[[ Document excerpt, beginning ]]

Recently, there have been concerns about over supplementation of folic acid in countries like Canada where mandatory folic acid fortification laws are in place and supplement use is high [4]. In epidemiological studies, too much folic acid has been associated with increased risk of cancer [5]. Interestingly, too much maternal folic acid intake has been associated with autism spectrum disorder [6], but the data is not clear as other studies have reported the protective effects [7]. Furthermore, too much maternal folic acid has been reported to impair other neurodevelopmental aspects of the brain and behavior in offspring [8].

We recently published a study investigating whether too much maternal folic acid is associated with changes in the neurodevelopment of offspring [9]. Using a mouse model of maternal over supplementation of folic acid we report that male offspring from mothers that were fed high levels of folic acid had impaired memory and brain development.

[[ Document excerpt, end ]]
[[ Records provided, beginning ]]

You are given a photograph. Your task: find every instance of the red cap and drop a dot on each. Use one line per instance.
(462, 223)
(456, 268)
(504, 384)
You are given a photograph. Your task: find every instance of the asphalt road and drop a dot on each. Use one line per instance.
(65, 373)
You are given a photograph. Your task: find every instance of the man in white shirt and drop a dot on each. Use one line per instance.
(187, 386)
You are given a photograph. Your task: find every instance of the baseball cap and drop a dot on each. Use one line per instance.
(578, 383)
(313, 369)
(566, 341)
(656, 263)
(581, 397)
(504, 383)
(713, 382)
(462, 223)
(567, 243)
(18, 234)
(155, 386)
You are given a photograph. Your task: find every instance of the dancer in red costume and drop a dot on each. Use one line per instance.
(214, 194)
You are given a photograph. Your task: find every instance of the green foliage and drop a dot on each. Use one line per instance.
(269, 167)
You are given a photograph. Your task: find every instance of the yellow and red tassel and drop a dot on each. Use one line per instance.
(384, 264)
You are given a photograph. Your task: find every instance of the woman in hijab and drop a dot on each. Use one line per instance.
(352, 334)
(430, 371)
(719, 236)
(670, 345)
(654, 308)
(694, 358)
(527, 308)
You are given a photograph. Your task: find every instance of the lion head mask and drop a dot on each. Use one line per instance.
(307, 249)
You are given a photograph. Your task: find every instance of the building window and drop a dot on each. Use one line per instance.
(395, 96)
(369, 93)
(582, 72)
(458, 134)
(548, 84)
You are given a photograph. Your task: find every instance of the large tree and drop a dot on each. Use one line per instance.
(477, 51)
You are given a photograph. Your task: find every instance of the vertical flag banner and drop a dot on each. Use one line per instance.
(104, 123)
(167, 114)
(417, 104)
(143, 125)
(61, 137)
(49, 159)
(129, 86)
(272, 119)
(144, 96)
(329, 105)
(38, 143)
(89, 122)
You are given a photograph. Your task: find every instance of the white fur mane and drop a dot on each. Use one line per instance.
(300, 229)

[[ Records provided, end ]]

[What to work on]:
Continue the excerpt above on excess maternal folic acid and offspring neurodevelopment, starting after its last sentence.

[Response below]:
The amount of folic acid in the diet of mothers was 20mg/kg to model over supplementation in humans. Mothers were supplemented for 6 weeks prior to pregnancy and throughout lactation. Once we weaned the pups from mothers they were maintained on supplemented diet until we collected experimental data. We assessed short-term memory of mice using a test called the novel object recognition, animals from mothers with too much folic acid did not remember seeing a familiar object as well as control animals did. Furthermore, they had reduced levels of a neurotransmitter that is important in learning and memory called acetylcholine. The pups from mothers over supplemented folic acid mothers had altered development of the cortex. This means that part of their brain did not follow normal development patterns. Interestingly the offspring from maternally over supplemented folic acid mother showed a similar phenotype to that of mice with a genetic deficiency in folic acid metabolism [10].

These are some of the first results showing how maternal over supplementation with folic acid may affect early neurodevelopment. More studies are required to further dissect the mechanisms as well as determine if the benefits continue into adulthood. As someone wise once said, everything in moderation.


[1] Lemire, R. J. (1988). Neural tube defects. Jama, 259(4), 558-62.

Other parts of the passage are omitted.